'''

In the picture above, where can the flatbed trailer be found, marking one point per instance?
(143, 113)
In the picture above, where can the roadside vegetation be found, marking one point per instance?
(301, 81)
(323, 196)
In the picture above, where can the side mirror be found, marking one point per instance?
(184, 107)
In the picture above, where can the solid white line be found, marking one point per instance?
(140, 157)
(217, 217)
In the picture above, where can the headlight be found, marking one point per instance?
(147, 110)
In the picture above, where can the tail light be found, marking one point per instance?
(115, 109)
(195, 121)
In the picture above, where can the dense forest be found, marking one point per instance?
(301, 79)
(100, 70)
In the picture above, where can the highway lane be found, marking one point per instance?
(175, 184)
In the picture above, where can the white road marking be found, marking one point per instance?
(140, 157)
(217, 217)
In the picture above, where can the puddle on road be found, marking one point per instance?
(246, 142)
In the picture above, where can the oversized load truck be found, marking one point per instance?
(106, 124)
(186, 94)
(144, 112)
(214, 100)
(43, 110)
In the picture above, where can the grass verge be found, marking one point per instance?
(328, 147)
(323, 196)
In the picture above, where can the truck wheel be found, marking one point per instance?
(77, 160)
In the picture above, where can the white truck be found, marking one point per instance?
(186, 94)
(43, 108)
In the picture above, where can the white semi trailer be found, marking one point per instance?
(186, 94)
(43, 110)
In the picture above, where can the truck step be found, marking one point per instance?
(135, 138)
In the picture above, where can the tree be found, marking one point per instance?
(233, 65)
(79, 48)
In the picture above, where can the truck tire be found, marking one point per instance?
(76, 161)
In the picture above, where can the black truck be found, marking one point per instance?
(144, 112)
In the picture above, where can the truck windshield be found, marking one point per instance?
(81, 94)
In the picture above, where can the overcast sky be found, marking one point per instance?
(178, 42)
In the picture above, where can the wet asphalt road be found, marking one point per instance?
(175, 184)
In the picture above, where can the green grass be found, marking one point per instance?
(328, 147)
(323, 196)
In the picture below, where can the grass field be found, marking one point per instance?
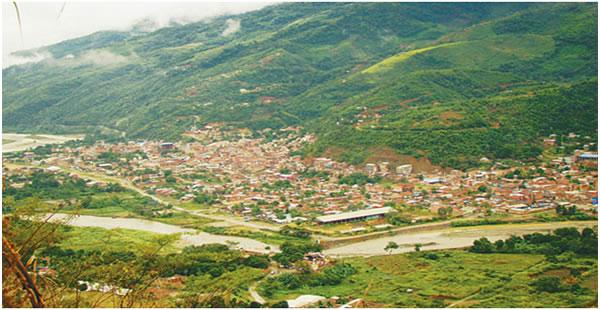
(107, 240)
(456, 278)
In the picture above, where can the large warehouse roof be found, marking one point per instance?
(353, 215)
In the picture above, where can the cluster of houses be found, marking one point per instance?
(260, 179)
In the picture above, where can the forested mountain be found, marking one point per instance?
(449, 81)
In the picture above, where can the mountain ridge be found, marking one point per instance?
(301, 64)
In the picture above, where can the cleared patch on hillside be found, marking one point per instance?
(391, 61)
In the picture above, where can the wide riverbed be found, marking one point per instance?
(22, 142)
(188, 236)
(448, 238)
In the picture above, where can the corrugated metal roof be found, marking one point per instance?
(354, 214)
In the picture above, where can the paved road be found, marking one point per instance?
(127, 184)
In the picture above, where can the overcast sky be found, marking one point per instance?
(44, 24)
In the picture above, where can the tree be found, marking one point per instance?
(482, 245)
(391, 246)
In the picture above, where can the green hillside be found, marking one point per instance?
(449, 81)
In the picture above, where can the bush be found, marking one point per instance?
(550, 284)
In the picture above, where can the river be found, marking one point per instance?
(188, 236)
(448, 238)
(22, 142)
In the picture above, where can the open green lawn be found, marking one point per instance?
(482, 280)
(114, 240)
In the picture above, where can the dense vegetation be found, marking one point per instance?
(558, 269)
(453, 82)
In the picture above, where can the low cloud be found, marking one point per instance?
(14, 59)
(102, 58)
(233, 26)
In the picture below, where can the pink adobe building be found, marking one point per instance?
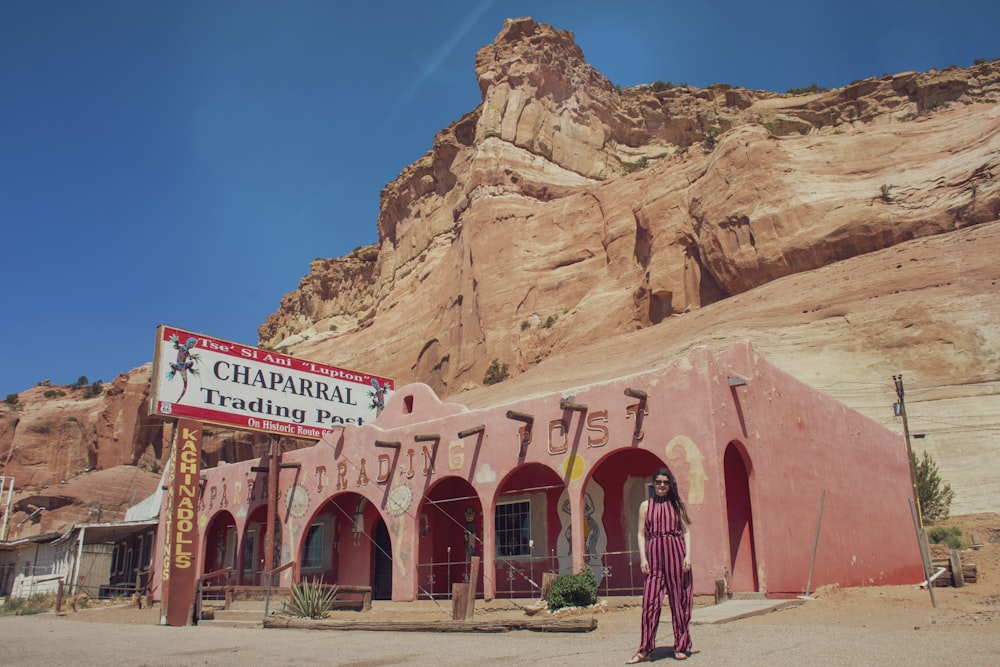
(552, 483)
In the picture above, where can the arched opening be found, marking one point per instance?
(348, 523)
(382, 565)
(320, 545)
(251, 557)
(527, 531)
(450, 530)
(739, 515)
(617, 486)
(220, 544)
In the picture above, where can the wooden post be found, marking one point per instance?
(272, 505)
(459, 601)
(59, 594)
(470, 604)
(957, 574)
(720, 591)
(548, 578)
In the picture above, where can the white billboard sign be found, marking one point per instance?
(212, 380)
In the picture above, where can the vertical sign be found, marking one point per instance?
(180, 549)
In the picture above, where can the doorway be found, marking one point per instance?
(742, 555)
(382, 586)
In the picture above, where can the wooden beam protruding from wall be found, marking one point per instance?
(472, 431)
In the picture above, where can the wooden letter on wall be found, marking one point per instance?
(558, 448)
(383, 468)
(429, 456)
(456, 455)
(341, 475)
(320, 478)
(596, 422)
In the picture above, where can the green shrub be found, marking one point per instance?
(310, 600)
(811, 88)
(712, 133)
(36, 604)
(949, 535)
(96, 388)
(573, 590)
(935, 497)
(496, 373)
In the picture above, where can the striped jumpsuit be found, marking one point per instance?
(665, 553)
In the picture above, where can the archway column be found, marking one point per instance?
(489, 548)
(576, 490)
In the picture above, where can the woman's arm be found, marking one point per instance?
(687, 545)
(643, 561)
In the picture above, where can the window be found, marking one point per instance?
(513, 529)
(312, 553)
(249, 551)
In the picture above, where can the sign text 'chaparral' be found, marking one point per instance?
(208, 379)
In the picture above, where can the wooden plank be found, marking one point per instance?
(459, 601)
(958, 578)
(720, 591)
(548, 578)
(470, 604)
(541, 625)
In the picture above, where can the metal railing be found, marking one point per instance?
(618, 574)
(203, 589)
(270, 579)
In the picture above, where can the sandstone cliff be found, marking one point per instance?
(574, 230)
(563, 212)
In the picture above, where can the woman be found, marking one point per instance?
(665, 556)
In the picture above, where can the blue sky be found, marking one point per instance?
(183, 161)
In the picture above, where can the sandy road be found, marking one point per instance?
(905, 637)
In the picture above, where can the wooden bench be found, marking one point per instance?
(362, 603)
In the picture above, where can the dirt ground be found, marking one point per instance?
(891, 625)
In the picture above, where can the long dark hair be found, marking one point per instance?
(672, 495)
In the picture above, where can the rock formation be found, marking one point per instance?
(575, 230)
(562, 212)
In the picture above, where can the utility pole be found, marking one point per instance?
(901, 410)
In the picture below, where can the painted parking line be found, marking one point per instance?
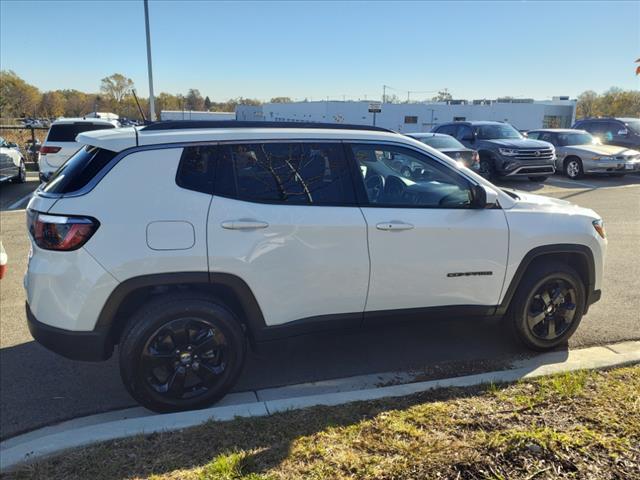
(20, 202)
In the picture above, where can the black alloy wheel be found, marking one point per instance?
(185, 358)
(551, 310)
(548, 305)
(181, 351)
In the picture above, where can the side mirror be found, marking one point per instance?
(483, 197)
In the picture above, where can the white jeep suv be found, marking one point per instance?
(61, 143)
(184, 242)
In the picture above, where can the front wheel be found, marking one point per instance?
(548, 305)
(22, 174)
(181, 352)
(573, 168)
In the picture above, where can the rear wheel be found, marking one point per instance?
(181, 352)
(573, 168)
(548, 305)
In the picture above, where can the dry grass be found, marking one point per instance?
(582, 425)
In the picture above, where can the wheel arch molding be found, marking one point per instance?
(580, 257)
(227, 289)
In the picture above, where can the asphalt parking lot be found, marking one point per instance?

'''

• [AIM OF THE TASK] Give the lines from the one containing "In the picture above, where can the white jeep" through the end of the entries again, exactly as written and with no other lines.

• [RESULT BELOW]
In the picture above, where can the white jeep suv be found, marking one point per instance?
(61, 143)
(184, 242)
In the picture above, where can the front wheel be found, marking one point per instance?
(548, 305)
(22, 174)
(181, 352)
(573, 168)
In the picture above, where can the rear wheel be found, marking one point per instance?
(181, 352)
(573, 168)
(548, 305)
In the picture above, where can the dry grass be found, marking one point per instance?
(582, 425)
In the picture above, where can the wheel arch molding be found, marking one point per instance?
(580, 257)
(227, 289)
In the picture above, where can the asphalt parking lot be found, marking one point per instance?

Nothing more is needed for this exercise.